Entries supplied:

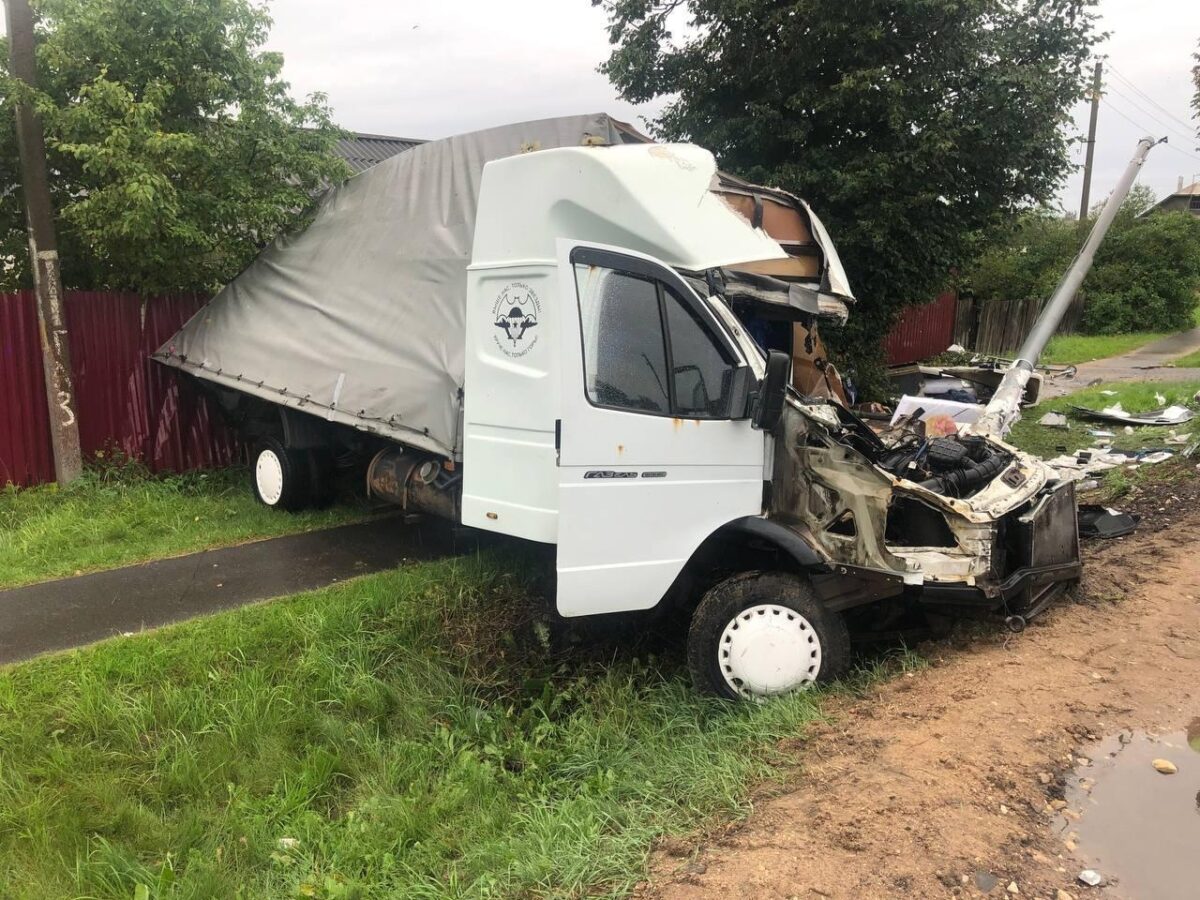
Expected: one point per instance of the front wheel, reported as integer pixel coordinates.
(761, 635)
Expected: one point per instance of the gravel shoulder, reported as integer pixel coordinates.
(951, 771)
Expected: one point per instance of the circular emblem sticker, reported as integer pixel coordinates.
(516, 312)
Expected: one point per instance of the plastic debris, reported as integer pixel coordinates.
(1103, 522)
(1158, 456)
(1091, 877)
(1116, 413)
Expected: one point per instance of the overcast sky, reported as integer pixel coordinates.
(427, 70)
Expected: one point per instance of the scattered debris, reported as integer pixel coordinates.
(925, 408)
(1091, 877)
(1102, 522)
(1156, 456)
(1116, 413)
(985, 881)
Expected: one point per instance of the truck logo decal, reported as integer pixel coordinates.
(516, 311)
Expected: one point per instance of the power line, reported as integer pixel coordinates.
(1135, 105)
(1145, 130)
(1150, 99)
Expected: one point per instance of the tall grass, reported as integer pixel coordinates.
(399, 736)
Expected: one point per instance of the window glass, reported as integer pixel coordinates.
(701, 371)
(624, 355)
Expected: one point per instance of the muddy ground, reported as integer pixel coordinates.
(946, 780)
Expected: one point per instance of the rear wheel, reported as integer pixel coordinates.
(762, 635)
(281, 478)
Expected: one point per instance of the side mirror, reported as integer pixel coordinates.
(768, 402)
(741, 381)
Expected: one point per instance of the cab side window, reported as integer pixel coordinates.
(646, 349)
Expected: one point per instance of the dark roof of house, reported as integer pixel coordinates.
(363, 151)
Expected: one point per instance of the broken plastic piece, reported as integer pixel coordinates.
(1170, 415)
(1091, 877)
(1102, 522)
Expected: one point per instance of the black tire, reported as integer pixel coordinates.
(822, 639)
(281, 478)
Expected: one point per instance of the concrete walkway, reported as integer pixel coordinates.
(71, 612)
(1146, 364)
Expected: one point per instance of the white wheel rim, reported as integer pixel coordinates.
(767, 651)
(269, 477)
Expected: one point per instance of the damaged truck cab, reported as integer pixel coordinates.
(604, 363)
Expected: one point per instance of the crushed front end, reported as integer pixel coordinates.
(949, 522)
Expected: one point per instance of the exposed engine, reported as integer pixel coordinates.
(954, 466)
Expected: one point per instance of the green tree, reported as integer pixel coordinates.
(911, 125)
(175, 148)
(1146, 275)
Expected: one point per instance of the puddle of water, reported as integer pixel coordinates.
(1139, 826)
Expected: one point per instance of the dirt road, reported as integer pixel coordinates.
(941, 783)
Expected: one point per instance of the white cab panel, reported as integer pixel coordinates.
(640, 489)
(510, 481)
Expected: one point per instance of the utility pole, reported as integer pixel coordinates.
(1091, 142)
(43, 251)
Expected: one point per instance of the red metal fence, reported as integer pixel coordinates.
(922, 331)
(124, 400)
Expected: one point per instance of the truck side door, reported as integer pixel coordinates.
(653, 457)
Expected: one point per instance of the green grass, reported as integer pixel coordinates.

Required work: From the line holding "Expected: one point per instance of the red" to the last line of the data above, copy every line exactly and include nothing more.

Task output:
Expected: one point per instance of the red metal fence, reported as integer pixel coordinates.
(922, 331)
(124, 400)
Expected: one point per instance of the truck side door, reported as integer pixel coordinates.
(653, 457)
Expected: one point per instance of the green grass, reported as integer pixel coordinates.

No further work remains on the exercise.